> _WHAT TO WORK ON_
- A) Name the three taxes that the passage on trusts says must be understood together to get the most tax benefit from trusts.
- B) Write out the passage on trusts between "One of the most" and "in life and after death.", inclusive, swapping "beneficiaries" for "heirs".

> _DOCUMENT_

● ● ● ●

When properly designed and executed, trusts can have incredible estate tax advantages. Here’s what you should know.

One of the most common reasons to create a trust is to maximize the wealth transfer between generations, i.e., to make sure your beneficiaries receive the most assets possible. This is where potential tax savings through trusts comes in.

Tax savings through trusts

When properly designed and executed, trusts can have incredible estate tax advantages, most notably because of the federal government’s allowances of tax-free giving – up to a certain amount – during life and after death. To ensure you’re doing your best to take care of your loved ones once you’re gone, you must understand how to best maneuver through the various applicable taxes on property transfers between individuals both in life and after death.

Most notably, the federal government collects estate and gift taxes on certain property transfers between individuals as well as taxes on a generation-skipping tax (GST) on transfers from grandparents to grandchildren that skip the intervening generation. To maximize the tax benefits of trusts, then, it is imperative to understand how these three – the estate tax, the gift tax and GST tax – work together.

● ● ● ●

> _SOURCE DATA_

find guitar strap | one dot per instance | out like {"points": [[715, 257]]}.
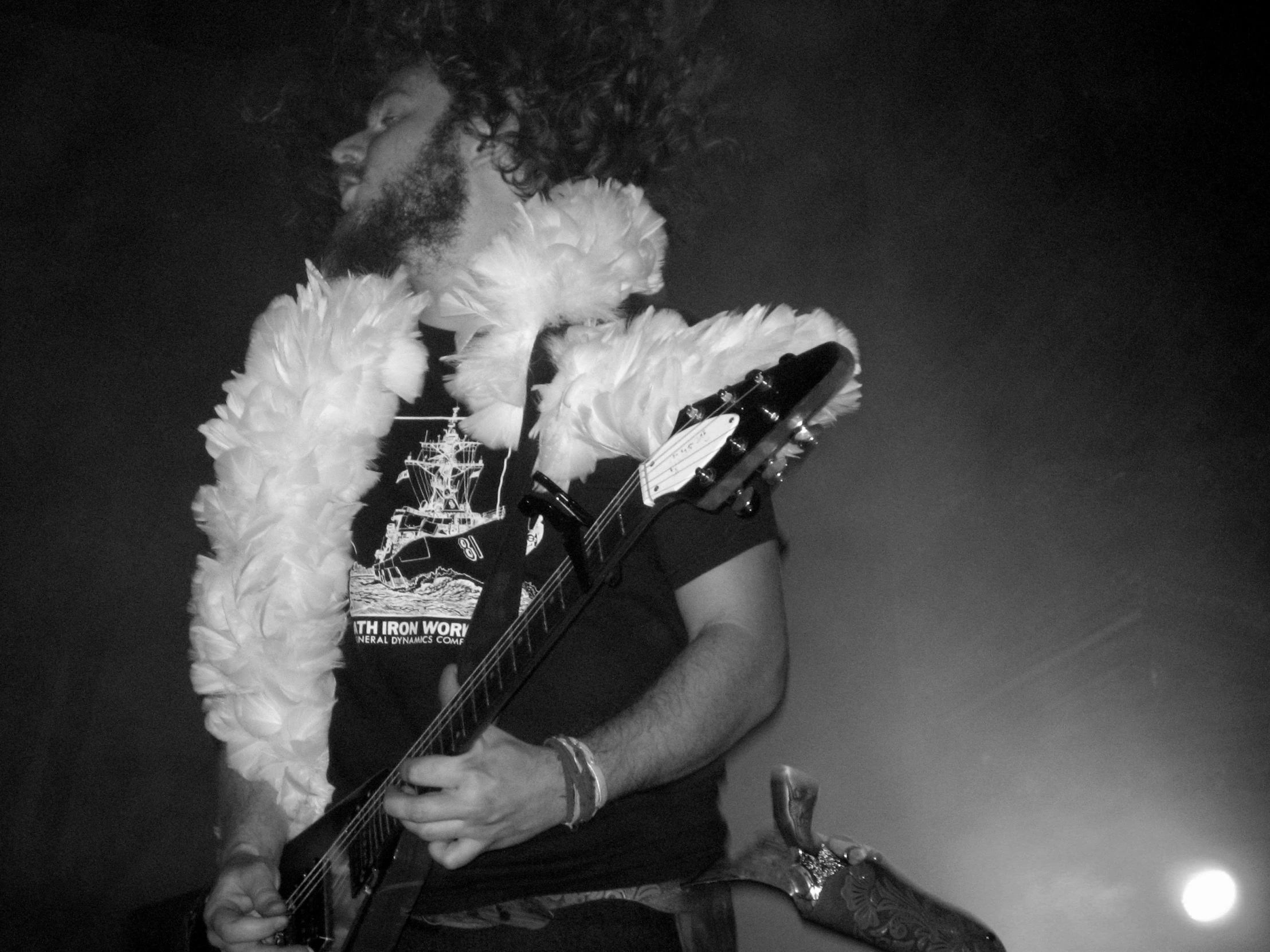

● ● ● ●

> _SOLUTIONS FOR EACH TASK_
- A) The estate tax, the gift tax, and the generation-skipping tax (GST tax).

- B)
One of the most common reasons to create a trust is to maximize the wealth transfer between generations, i.e., to make sure your heirs receive the most assets possible. This is where potential tax savings through trusts comes in.

Tax savings through trusts

When properly designed and executed, trusts can have incredible estate tax advantages, most notably because of the federal government’s allowances of tax-free giving – up to a certain amount – during life and after death. To ensure you’re doing your best to take care of your loved ones once you’re gone, you must understand how to best maneuver through the various applicable taxes on property transfers between individuals both in life and after death.